### Set exercise
Repeat the entries that follow verbatim, without any of their pictures.

### Data items

►

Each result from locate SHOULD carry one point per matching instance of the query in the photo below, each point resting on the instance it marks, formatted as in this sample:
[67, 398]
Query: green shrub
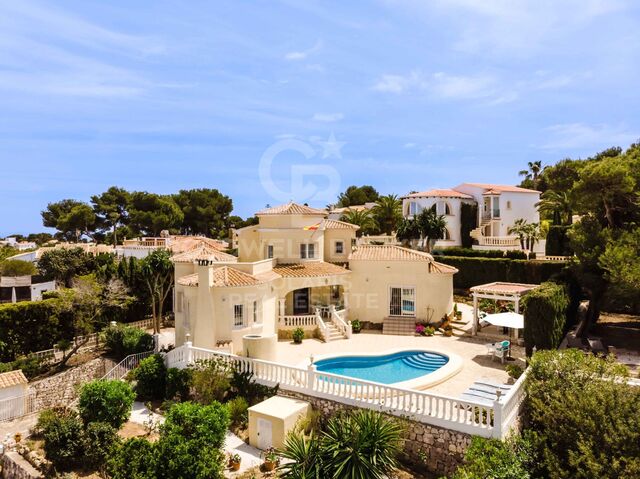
[584, 414]
[106, 401]
[496, 459]
[298, 335]
[191, 440]
[558, 243]
[151, 378]
[135, 458]
[178, 384]
[476, 271]
[64, 443]
[243, 385]
[101, 440]
[545, 314]
[122, 341]
[237, 408]
[30, 326]
[211, 380]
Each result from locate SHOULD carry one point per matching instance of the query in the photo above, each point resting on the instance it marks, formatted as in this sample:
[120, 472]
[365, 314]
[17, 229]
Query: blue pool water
[386, 369]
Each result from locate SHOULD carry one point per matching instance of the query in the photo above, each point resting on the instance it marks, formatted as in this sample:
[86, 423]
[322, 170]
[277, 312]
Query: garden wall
[62, 389]
[476, 271]
[440, 451]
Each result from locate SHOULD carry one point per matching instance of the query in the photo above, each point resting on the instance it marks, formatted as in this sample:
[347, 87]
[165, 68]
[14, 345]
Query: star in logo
[331, 147]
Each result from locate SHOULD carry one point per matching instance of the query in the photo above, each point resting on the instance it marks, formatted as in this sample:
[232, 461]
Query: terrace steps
[399, 326]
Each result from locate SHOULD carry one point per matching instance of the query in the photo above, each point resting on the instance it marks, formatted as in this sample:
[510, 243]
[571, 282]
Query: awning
[505, 320]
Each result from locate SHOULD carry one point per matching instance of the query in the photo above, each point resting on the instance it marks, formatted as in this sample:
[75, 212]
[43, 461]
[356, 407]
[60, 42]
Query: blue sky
[269, 101]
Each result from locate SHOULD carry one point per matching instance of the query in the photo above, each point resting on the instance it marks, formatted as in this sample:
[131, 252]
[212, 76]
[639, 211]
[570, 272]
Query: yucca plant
[304, 454]
[362, 444]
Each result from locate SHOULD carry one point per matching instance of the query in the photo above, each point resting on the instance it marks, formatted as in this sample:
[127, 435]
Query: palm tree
[387, 213]
[361, 218]
[431, 226]
[532, 172]
[558, 205]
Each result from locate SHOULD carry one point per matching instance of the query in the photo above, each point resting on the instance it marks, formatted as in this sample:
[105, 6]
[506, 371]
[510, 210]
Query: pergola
[499, 291]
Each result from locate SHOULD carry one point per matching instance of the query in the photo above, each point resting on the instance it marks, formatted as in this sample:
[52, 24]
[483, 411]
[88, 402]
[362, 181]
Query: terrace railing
[469, 417]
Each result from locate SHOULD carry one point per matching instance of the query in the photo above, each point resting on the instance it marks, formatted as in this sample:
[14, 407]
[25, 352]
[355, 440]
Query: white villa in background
[499, 206]
[297, 268]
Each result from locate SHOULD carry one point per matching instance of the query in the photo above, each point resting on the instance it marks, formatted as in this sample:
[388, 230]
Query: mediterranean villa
[297, 268]
[498, 207]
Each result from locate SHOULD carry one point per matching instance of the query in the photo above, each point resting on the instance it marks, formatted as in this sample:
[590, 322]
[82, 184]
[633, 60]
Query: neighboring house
[499, 206]
[298, 268]
[141, 247]
[18, 245]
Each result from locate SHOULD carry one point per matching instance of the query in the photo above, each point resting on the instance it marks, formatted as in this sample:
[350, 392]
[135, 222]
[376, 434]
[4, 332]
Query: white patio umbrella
[506, 320]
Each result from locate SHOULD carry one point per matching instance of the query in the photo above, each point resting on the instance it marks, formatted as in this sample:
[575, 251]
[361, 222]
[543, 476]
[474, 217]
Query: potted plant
[356, 326]
[271, 459]
[298, 335]
[234, 461]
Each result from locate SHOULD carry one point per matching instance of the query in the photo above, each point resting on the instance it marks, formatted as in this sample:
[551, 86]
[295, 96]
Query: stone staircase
[399, 326]
[333, 332]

◄

### Response to the exercise
Each result from locate SHOULD carry one point per matching instance of the query in the photo below, each point resting on the instance it marks, formatted as in this sample:
[67, 398]
Query: green shrub
[584, 414]
[106, 401]
[496, 459]
[298, 335]
[191, 440]
[558, 243]
[151, 378]
[135, 458]
[178, 384]
[476, 271]
[64, 443]
[243, 385]
[101, 440]
[545, 314]
[122, 341]
[237, 408]
[30, 326]
[211, 380]
Each result from locate SHOULD carry one point per matching instance of the query in the photo above, each point resting on the instance it marks, formatted as in this sample:
[120, 472]
[365, 314]
[17, 229]
Query: blue pool water
[386, 369]
Each result from locate SHOULD carry one point per matching instance of the query in the photo above, each point resting on the instance it marks, formatted as in this sample:
[86, 423]
[322, 170]
[277, 312]
Query: garden wall
[62, 389]
[476, 271]
[440, 451]
Each result from locate SHOULD carry one point per matching instance of the query in the photo above, each point resting on the instance it marks, formatted as in this sample:
[347, 87]
[165, 68]
[14, 345]
Query: star in logo
[331, 147]
Each result from locate SHOULD carry one point per matching instance of the query in the photo above, each point resting on the instance it marks, formatted as in this sample:
[232, 461]
Query: terrace steps
[399, 326]
Each result from locate SHOULD carry one point per matching instance of the query in the photo above, each point resting on the instance it marks, formatted as in this sample:
[510, 243]
[571, 282]
Query: awning
[505, 320]
Each result from locate SHOULD carry one point per matching instance of the query in the photo above, each point resting on the instance it marks, formatted as in this sample:
[75, 212]
[43, 461]
[356, 407]
[60, 42]
Query: blue sky
[269, 101]
Each result from locate SHOULD carry one point per matching instance of the query in the photo above, each point resting on the instance it marks, formatted as in this sample:
[131, 252]
[212, 76]
[639, 211]
[570, 272]
Query: yucca plant
[304, 454]
[362, 444]
Each result from locate SHOULD carry one point per matching instance of the query in the photo above, each point resting on the instance it marks, formatted as in this sample:
[127, 435]
Query: palm tree
[387, 213]
[361, 218]
[431, 226]
[532, 172]
[558, 205]
Each result from locate SHOULD carry one point per matching instance of the query in the photo above, each point resting on the instance it marks, formatted as in this sample:
[105, 6]
[506, 371]
[510, 210]
Query: pergola
[499, 291]
Each result from locate SHOULD carry one point per matching instance of the query in the photo above, each point resting on the instance it marks, formatted as in this sample:
[52, 24]
[483, 411]
[88, 402]
[362, 181]
Query: terrace railing
[469, 417]
Each result from locate SHOULD carry one point per matching instance of the query in the photo above, each point resting on the instance it marks, formatted as in this sample:
[14, 407]
[25, 352]
[355, 440]
Query: white villa in background
[499, 206]
[297, 268]
Each result from locate SHOULD carry one point per matching instance of the query in the photo above, each point resting on the instance it marks, formatted as in this sample:
[388, 230]
Query: mediterranean villa
[297, 268]
[498, 207]
Each result from locate SHOULD carry one point per matching instance of the query in the photo above, each point resting on the instance it marks, formatted as in this sample:
[590, 322]
[82, 184]
[633, 60]
Query: neighboring house
[499, 206]
[298, 268]
[141, 247]
[18, 245]
Each result from locate SHOULD carry one point per matching instance of the query in the photo above, each point resting on the instance it marks, formatted as in this sample:
[350, 392]
[135, 222]
[376, 434]
[4, 332]
Query: white patio umbrella
[506, 320]
Each result from locate SHOULD carry one point per matching instance of the query in the photo above, each point resting on the instance it marks, formatted as in this sample:
[575, 251]
[361, 222]
[543, 476]
[474, 217]
Query: potted plant
[356, 326]
[271, 459]
[298, 335]
[234, 461]
Each result from locate SHOULD carry one point per matching instance of the query in the photo above, each point resting on the instance it marks, formatted as in this sample:
[551, 86]
[295, 96]
Query: stone staircase
[399, 326]
[333, 332]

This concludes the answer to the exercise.